─── GIVEN RECORDS

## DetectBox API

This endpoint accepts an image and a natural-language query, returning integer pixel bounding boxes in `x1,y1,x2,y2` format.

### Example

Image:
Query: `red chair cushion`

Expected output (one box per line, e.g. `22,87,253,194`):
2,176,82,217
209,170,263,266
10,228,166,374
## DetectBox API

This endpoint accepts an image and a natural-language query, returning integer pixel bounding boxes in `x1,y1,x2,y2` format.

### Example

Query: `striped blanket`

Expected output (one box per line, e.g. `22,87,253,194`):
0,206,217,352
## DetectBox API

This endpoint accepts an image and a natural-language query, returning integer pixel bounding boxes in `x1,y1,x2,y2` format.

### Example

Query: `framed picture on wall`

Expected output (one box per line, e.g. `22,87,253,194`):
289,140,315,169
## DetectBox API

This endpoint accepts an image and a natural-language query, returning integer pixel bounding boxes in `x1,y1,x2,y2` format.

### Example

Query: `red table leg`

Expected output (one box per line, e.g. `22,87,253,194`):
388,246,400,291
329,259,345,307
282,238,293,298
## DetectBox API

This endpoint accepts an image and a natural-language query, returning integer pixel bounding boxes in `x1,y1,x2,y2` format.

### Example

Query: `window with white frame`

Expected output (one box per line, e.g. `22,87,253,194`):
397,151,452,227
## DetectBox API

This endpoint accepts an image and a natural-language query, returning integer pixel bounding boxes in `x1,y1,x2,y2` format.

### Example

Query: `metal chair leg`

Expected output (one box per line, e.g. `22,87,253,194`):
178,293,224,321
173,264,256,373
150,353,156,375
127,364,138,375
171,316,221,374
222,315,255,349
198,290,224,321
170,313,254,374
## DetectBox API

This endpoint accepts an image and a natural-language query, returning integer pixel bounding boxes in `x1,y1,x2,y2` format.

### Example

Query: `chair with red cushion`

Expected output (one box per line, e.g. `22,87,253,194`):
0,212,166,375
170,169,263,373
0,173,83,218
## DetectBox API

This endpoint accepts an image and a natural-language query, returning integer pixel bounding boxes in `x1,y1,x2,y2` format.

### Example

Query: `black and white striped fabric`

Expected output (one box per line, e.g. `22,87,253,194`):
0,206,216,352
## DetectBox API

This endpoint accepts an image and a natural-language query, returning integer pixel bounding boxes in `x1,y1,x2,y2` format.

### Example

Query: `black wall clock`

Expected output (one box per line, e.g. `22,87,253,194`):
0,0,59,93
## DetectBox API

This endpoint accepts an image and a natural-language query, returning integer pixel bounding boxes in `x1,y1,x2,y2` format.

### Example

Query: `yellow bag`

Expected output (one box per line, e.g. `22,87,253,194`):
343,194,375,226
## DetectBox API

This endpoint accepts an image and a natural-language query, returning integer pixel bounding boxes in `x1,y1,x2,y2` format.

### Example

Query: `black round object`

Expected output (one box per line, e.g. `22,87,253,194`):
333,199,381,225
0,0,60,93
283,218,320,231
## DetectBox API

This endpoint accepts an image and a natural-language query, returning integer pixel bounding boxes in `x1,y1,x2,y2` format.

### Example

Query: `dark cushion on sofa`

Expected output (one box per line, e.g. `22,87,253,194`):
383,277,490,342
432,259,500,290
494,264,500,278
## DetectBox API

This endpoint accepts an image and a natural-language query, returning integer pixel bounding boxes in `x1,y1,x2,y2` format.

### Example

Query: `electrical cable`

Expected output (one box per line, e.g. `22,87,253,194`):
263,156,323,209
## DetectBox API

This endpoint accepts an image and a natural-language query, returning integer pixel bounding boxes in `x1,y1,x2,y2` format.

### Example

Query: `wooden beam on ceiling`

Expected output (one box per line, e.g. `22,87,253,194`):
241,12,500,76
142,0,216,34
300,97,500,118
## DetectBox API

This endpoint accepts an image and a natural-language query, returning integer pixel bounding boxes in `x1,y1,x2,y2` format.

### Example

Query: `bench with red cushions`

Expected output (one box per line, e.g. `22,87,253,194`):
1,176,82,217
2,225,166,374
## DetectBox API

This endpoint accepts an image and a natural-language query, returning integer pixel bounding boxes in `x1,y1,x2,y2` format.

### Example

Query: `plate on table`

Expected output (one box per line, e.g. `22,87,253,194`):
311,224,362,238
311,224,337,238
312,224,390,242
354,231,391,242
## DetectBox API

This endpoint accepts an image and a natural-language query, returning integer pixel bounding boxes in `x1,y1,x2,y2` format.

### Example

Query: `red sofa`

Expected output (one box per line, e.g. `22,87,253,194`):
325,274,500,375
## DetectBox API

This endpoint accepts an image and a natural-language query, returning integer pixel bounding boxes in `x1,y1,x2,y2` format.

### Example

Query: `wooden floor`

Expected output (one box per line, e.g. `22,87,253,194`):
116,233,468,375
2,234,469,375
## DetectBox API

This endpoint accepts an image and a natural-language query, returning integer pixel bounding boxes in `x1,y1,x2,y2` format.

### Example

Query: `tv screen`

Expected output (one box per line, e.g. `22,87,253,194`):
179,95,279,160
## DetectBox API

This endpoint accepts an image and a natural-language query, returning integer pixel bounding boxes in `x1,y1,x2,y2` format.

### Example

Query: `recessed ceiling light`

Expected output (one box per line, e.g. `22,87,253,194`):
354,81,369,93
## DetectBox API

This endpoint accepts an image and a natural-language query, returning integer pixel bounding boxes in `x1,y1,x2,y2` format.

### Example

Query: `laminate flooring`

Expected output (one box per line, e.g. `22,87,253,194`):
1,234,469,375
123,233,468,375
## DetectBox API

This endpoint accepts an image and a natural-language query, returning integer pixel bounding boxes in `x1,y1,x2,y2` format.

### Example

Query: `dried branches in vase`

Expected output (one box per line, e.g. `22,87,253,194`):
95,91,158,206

──────

__ABOUT THIS TASK__.
The lines to return are those in the records above that hold the word "wall".

__TASK ANSWER__.
Query: `framed picture on wall`
Query: `black wall clock`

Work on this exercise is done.